▶ _WHAT IS EXPECTED_:
A word-for-word repetition of the records beneath this task is the expected answer.

○ ○ ○ ○

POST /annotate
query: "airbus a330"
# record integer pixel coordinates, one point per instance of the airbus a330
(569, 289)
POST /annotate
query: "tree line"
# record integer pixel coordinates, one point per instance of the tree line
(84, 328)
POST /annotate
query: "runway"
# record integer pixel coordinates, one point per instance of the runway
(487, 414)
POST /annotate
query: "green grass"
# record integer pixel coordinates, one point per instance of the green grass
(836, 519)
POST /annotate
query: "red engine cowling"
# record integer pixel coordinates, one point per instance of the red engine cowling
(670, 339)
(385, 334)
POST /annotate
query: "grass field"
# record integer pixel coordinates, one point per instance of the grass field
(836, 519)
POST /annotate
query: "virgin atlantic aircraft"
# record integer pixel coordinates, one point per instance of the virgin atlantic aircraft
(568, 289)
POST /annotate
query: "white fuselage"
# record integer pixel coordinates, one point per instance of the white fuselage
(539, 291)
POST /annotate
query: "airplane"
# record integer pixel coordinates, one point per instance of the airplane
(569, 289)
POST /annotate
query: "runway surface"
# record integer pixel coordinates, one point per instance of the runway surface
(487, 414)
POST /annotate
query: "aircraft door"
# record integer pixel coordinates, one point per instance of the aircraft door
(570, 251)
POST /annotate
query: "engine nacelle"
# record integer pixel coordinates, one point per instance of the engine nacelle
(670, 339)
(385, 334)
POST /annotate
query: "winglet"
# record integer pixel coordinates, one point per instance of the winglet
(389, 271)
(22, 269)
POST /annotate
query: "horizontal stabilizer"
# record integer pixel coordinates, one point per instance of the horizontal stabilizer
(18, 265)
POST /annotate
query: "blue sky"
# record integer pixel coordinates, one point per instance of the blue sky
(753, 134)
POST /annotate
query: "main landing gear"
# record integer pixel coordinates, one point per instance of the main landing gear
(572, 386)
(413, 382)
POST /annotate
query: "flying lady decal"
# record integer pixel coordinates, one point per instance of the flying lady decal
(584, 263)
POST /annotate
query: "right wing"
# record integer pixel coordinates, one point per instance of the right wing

○ ○ ○ ○

▶ _EXPECTED ANSWER_:
POST /annotate
query: "airbus a330"
# record integer pixel coordinates, one point per instance of the airbus a330
(569, 289)
POST /annotate
query: "tree line"
# record integer pixel coordinates, one point per instance of the tree line
(84, 328)
POST /annotate
query: "runway"
# record integer pixel coordinates, one point per instance of the runway
(487, 414)
POST /annotate
query: "green grass"
# record integer pixel coordinates, one point per instance of the green grass
(836, 519)
POST /annotate
query: "red engine cowling"
# record integer pixel coordinates, one point per instance of the red engine cowling
(670, 339)
(385, 334)
POST /annotate
query: "grass field"
# record integer pixel coordinates, one point per instance of the grass field
(836, 519)
POST /annotate
query: "virgin atlantic aircraft"
# record integer pixel coordinates, one point per instance of the virgin atlantic aircraft
(568, 289)
POST /annotate
query: "white fuselage"
# record integer pixel coordinates, one point per instance of the white fuselage
(539, 291)
POST /annotate
query: "airplane"
# record integer pixel coordinates, one point per instance of the airplane
(569, 289)
POST /annotate
query: "runway surface"
# record integer pixel coordinates, one point per instance of the runway surface
(487, 414)
POST /annotate
query: "aircraft door"
# record integer pixel coordinates, one point per instance of the aircraft door
(570, 251)
POST /annotate
query: "engine nacelle"
# record integer pixel coordinates, one point per instance of the engine nacelle
(670, 339)
(385, 334)
POST /annotate
query: "winglet"
# record integer pixel coordinates, one point per instance of the winglet
(389, 271)
(22, 269)
POST /annotate
query: "horizontal stabilizer"
# record integer pixel coordinates, one point per instance of the horizontal stabilizer
(18, 265)
POST /annotate
query: "blue sky"
# record integer pixel coordinates, one point per instance of the blue sky
(753, 134)
POST /annotate
query: "main landing gear"
# record integer pixel coordinates, one point per instance of the main landing gear
(572, 386)
(413, 382)
POST /annotate
query: "flying lady decal"
# record integer pixel coordinates, one point per instance of the flying lady decal
(584, 263)
POST /annotate
query: "right wing"
# record integer pixel coordinates, one point per instance of the right wing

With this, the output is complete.